> [WORK INSTRUCTIONS] Go through the material and copy each line that includes "pocket".

> [SOURCE MATERIAL]

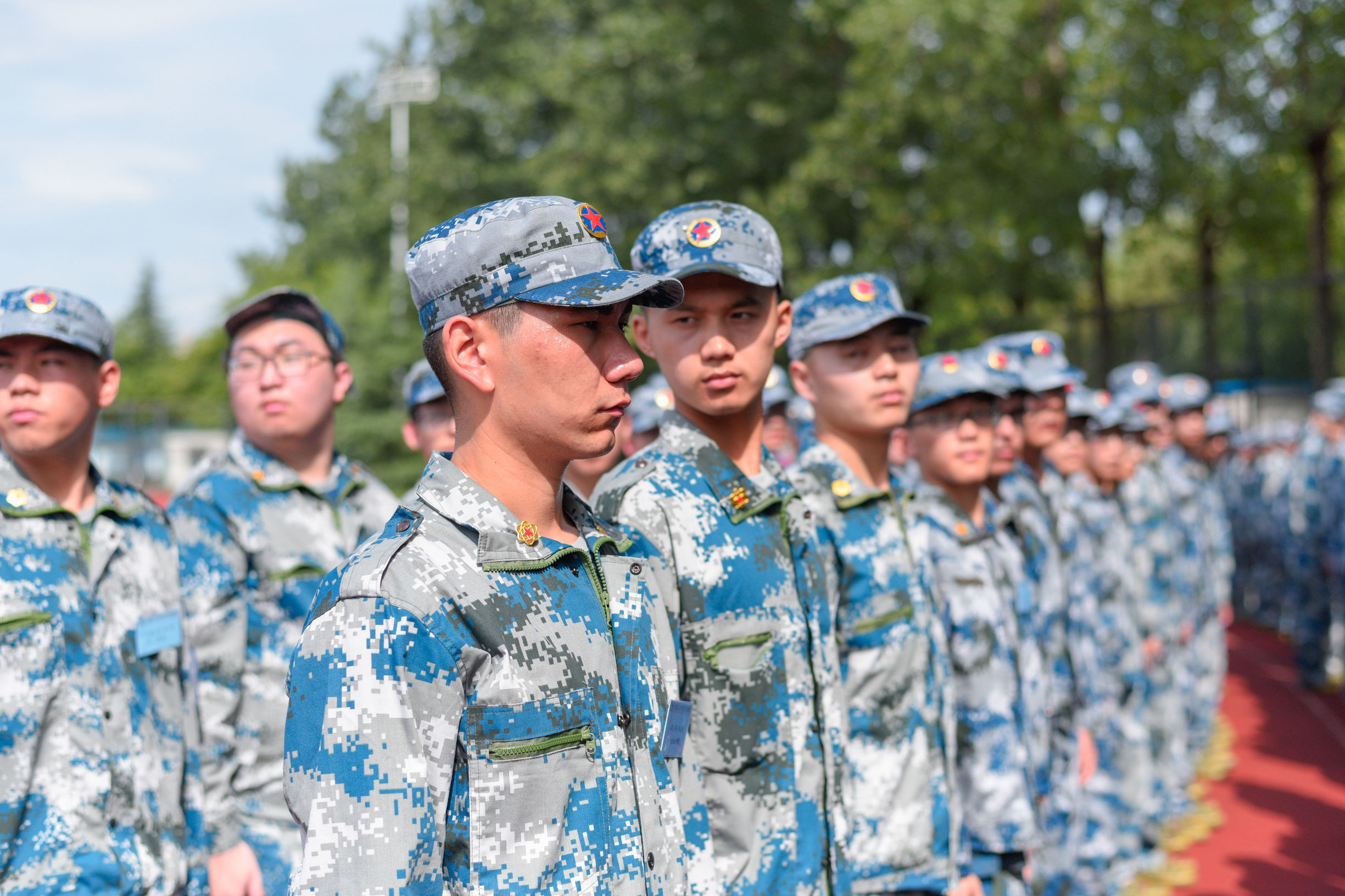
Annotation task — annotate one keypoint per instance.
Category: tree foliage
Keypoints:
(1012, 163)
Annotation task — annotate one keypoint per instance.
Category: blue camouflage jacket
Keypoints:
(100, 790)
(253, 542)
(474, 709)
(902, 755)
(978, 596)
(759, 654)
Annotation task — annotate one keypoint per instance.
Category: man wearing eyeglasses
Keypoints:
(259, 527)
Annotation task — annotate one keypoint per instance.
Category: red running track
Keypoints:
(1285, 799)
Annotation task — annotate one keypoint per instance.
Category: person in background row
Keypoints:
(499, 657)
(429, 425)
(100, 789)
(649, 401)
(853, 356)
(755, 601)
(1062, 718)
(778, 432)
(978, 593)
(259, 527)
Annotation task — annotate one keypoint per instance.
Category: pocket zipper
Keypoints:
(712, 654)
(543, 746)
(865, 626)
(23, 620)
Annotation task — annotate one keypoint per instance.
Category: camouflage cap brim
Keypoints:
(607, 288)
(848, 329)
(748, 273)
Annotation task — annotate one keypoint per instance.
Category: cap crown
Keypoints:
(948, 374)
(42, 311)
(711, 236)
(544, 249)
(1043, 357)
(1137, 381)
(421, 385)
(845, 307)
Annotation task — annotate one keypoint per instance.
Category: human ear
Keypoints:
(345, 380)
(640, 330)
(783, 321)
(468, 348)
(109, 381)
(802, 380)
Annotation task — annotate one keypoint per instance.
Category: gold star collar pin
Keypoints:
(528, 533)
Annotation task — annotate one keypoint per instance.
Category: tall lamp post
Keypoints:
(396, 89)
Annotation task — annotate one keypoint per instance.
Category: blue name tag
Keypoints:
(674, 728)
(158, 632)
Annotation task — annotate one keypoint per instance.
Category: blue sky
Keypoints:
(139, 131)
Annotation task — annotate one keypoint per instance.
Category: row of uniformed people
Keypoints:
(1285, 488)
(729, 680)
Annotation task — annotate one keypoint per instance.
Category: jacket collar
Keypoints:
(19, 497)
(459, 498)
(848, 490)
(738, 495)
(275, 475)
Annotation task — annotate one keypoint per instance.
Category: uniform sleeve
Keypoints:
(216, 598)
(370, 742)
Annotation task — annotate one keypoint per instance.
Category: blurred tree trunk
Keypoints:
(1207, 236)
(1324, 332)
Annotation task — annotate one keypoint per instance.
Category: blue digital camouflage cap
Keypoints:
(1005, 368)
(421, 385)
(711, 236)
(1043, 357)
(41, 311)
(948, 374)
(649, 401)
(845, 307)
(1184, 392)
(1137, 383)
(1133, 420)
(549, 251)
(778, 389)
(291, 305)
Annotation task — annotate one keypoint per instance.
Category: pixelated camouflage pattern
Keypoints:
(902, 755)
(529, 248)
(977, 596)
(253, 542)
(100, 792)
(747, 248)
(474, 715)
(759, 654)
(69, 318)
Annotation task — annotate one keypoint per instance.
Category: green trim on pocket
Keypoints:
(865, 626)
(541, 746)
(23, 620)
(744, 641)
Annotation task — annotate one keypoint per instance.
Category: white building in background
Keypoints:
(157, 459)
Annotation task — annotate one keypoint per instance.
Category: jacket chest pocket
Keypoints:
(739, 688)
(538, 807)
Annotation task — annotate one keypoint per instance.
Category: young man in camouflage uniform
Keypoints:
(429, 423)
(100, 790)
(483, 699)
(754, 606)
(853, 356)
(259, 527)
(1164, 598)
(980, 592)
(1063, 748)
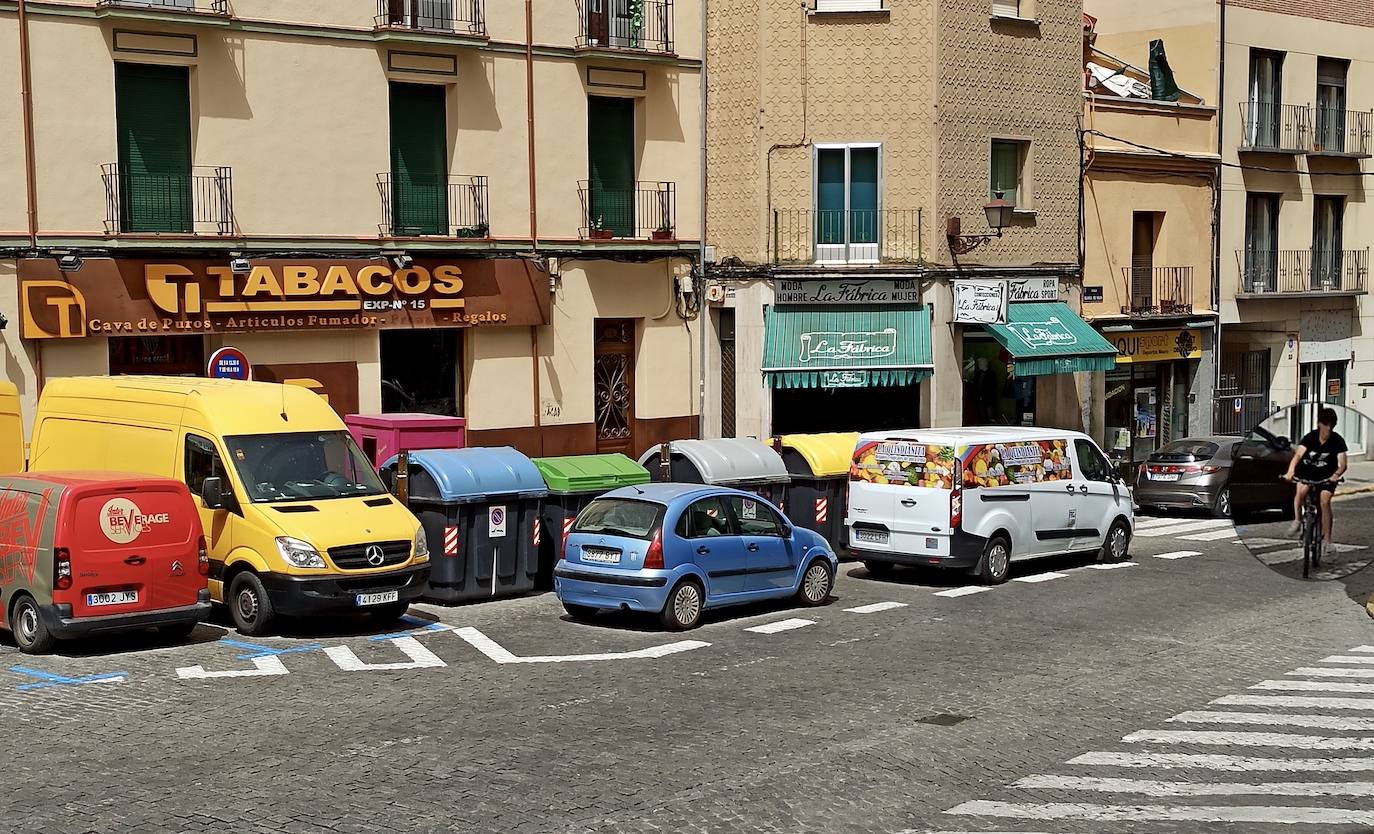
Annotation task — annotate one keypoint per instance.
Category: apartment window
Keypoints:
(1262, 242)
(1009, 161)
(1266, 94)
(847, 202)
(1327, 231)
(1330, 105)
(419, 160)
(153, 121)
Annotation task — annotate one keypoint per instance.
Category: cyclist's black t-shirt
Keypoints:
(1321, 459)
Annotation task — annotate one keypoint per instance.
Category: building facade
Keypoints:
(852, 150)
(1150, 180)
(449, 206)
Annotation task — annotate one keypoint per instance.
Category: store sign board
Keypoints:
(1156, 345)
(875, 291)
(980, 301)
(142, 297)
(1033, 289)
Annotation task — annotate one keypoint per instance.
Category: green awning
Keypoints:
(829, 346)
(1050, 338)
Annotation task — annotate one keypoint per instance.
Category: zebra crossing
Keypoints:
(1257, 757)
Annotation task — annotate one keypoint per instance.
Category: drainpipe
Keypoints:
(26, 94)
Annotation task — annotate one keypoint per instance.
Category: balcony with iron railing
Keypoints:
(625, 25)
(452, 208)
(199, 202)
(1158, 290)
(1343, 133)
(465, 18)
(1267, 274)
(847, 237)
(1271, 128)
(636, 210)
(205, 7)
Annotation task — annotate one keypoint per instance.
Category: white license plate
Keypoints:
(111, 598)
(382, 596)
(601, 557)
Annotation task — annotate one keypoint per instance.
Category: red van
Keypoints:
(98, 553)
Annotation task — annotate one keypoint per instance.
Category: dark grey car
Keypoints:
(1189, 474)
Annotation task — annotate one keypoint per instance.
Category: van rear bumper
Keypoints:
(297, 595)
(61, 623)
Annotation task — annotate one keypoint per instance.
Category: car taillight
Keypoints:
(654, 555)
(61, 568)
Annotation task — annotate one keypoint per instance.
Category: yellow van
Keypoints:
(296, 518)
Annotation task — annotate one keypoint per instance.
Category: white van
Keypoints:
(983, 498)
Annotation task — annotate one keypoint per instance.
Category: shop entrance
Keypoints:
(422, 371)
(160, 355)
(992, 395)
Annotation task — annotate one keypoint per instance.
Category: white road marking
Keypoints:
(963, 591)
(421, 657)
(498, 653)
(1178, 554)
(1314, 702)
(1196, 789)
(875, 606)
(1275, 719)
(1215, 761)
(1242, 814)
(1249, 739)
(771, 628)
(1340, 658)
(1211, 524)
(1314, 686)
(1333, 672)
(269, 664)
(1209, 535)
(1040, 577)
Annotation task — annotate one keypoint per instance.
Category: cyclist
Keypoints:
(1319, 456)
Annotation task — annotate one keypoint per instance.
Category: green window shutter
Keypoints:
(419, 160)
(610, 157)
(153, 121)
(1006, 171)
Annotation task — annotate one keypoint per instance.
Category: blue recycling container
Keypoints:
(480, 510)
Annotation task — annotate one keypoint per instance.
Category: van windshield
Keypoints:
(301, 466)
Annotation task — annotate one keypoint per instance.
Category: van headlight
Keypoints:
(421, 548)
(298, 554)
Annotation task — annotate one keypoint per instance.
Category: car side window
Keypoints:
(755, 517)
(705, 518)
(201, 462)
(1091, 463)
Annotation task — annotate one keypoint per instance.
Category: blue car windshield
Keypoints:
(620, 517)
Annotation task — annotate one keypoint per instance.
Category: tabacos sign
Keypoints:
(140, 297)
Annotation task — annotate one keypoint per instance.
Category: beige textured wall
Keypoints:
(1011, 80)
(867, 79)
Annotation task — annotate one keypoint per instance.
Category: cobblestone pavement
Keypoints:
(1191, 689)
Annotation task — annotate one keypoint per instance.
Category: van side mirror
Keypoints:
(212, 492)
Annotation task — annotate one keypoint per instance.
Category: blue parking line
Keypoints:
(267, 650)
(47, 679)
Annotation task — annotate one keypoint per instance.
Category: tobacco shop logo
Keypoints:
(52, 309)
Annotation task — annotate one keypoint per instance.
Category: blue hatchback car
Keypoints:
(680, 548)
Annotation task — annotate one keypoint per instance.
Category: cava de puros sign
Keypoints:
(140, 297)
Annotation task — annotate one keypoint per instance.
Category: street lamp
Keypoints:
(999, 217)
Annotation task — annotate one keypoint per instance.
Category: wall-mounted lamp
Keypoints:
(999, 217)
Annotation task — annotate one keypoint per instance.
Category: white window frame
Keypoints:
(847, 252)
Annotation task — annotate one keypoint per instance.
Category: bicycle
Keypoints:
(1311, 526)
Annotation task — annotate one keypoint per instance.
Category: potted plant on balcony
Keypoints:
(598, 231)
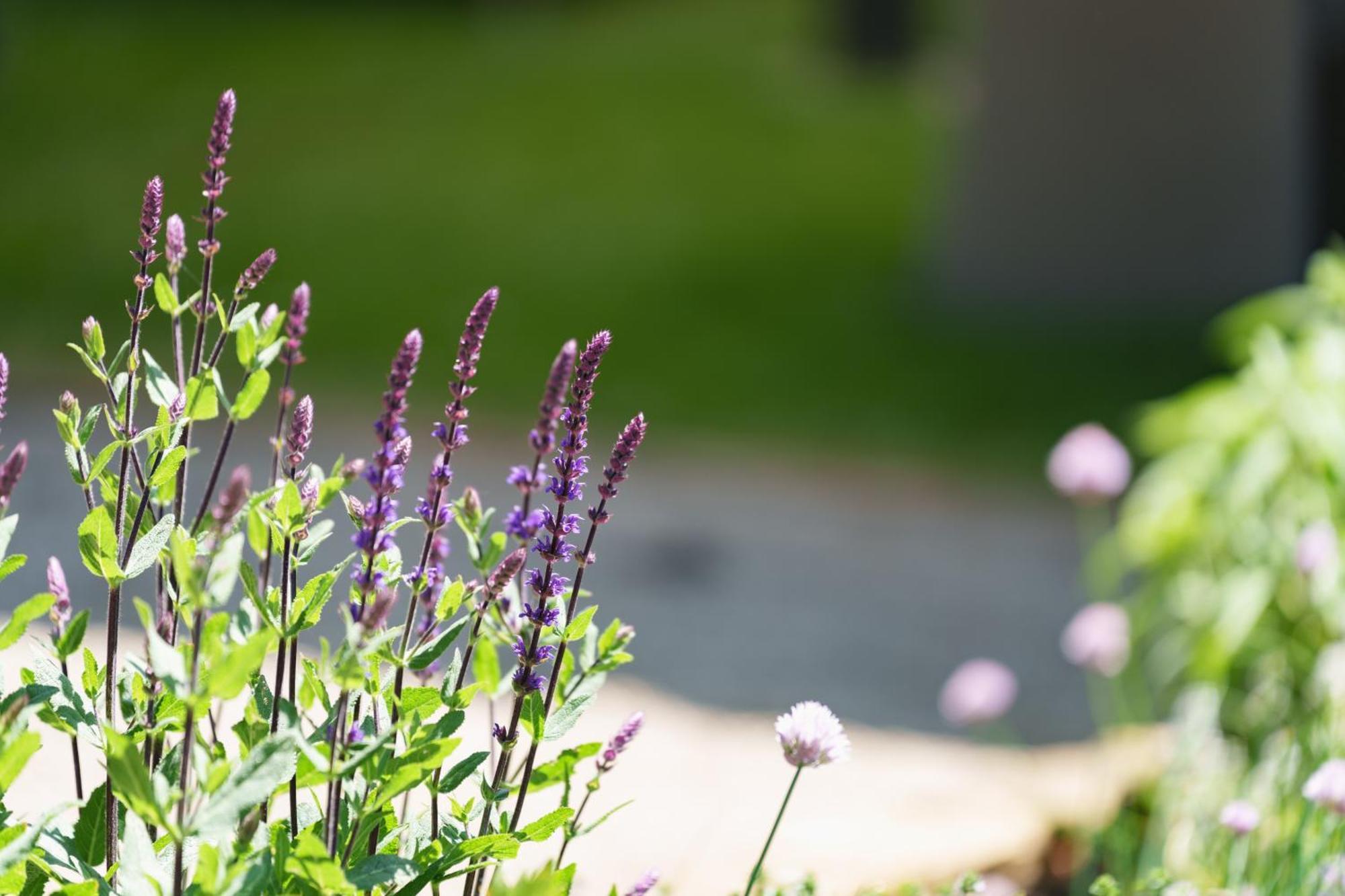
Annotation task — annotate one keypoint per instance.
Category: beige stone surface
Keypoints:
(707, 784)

> [TASK OUTPUT]
Category: pocket zipper
Category: green trim on pocket
Category: jacket chest pocket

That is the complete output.